↓

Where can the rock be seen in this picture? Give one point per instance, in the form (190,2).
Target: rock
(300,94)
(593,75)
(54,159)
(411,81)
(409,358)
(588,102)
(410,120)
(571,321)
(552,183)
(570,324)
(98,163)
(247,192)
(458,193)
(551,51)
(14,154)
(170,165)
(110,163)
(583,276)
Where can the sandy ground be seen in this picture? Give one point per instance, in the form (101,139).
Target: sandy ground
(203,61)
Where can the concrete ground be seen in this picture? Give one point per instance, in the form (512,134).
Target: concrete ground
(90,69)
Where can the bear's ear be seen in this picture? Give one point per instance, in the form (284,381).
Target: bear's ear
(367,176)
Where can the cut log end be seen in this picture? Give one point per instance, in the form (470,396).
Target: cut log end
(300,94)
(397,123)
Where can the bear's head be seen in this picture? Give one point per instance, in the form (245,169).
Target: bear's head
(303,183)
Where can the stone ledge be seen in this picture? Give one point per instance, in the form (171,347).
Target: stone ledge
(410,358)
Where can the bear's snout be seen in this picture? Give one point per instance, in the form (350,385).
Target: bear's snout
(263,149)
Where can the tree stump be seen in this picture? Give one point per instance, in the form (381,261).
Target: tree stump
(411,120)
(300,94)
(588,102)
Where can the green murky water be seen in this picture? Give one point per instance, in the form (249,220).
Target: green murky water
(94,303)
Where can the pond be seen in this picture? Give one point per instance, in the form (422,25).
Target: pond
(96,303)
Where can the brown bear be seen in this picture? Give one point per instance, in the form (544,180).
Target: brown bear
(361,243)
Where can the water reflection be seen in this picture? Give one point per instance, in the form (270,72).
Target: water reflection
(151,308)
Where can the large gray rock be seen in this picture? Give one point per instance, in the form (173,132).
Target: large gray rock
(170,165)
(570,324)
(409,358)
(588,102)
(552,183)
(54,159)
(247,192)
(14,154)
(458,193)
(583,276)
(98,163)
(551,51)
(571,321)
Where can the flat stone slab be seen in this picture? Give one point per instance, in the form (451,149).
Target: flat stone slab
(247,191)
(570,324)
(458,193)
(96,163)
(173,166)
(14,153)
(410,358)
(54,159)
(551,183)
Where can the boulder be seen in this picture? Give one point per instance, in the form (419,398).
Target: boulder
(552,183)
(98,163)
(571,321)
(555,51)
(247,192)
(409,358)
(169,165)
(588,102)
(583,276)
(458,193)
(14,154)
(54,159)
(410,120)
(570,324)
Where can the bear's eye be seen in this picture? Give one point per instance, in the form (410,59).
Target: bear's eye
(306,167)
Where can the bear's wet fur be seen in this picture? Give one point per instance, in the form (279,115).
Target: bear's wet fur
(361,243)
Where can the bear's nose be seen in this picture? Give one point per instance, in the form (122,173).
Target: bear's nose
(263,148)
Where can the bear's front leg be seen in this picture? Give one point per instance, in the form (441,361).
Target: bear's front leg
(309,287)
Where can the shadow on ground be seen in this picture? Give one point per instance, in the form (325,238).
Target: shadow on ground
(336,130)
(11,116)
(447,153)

↑

• **OBJECTIVE**:
Go through the records and print each one exactly.

• **FINISHED TASK**:
Where can the rock be seen in this picture? Give one point per instance, in the form (190,2).
Target: rock
(300,94)
(593,75)
(54,159)
(411,81)
(409,358)
(588,102)
(410,120)
(571,321)
(552,183)
(570,324)
(98,163)
(247,192)
(458,193)
(551,51)
(14,154)
(170,165)
(110,163)
(583,276)
Where can the sandy ground be seen in this picture? Give one point per instance, in the form (101,139).
Target: sandy ground
(203,61)
Where can the concrete ground be seen in this picture? Give one point per instance, in the form (512,134).
Target: concrete ground
(90,69)
Where can the bear's ear be seen in this picture? Give one point per instance, in the form (284,381).
Target: bear's ear
(367,176)
Where can the cut log end be seen in this picture? Give one point per instance, in the form (470,396).
Target: cut log end
(300,94)
(397,123)
Where can the bear's head be seen in this picture? Give one point per instance, in the form (245,169).
Target: bear's head
(303,183)
Where can the stone ledge be seen in this picture? Give one point per instance, in the form (171,347).
Target: stone ledge
(410,358)
Where can the bear's snout be seen in this picture? Give one point per instance, in the form (350,385).
Target: bear's snout
(263,149)
Where can the tree stump be seen in this picture? Give one point per instance, in the form (381,261).
Target: tree stump
(411,120)
(300,94)
(588,102)
Where can the green murky water be seen in this picture? Give one point per instance, in the form (249,220).
Target: green murky water
(94,303)
Where can the pond be seen in this picture? Give one point per instance, in the form (422,25).
Target: pond
(96,303)
Where can the brown bear be seen in this picture? Give one point per instance, in the form (544,180).
Target: brown bear
(361,243)
Where can the water reflection be seen in this picture? Give one point per instance, in the form (270,72).
Target: water reflection
(151,308)
Where can the large gray rock be seen in this picture? Give one point per instance, in the form (173,132).
Target: large gray rock
(170,165)
(570,324)
(409,358)
(588,102)
(552,183)
(54,159)
(247,192)
(14,154)
(458,193)
(583,276)
(98,163)
(551,51)
(571,321)
Where can the flat stone slab be seen in this picture? Give one point per instance, in the form (451,149).
Target: flat stone slab
(247,191)
(570,324)
(458,193)
(96,163)
(173,166)
(14,153)
(410,358)
(54,159)
(551,183)
Where can the boulder be seen in this picture? Give one point per instance, in the form (419,398).
Target: boulder
(552,183)
(98,163)
(571,321)
(555,51)
(247,192)
(409,358)
(169,165)
(588,102)
(583,276)
(458,193)
(14,154)
(54,159)
(410,120)
(570,324)
Where can the bear's eye be seen in this picture? Give one point per instance, in the form (410,59).
Target: bear's eye
(306,167)
Where can the bear's wet fur be seen in this picture? Give one point per instance, in the form (279,115).
Target: bear's wet fur
(361,243)
Where can the bear's nose be seen in this picture? Give one point per instance, in the form (122,173).
Target: bear's nose
(263,148)
Where can the bear's front leg be seen in this picture? Give one point per instance, in the form (441,361).
Target: bear's front leg
(309,287)
Where can the shadow on ground be seen in this picture? Give one point per instance, in the form (325,238).
Target: shadow on ground
(336,130)
(11,116)
(447,153)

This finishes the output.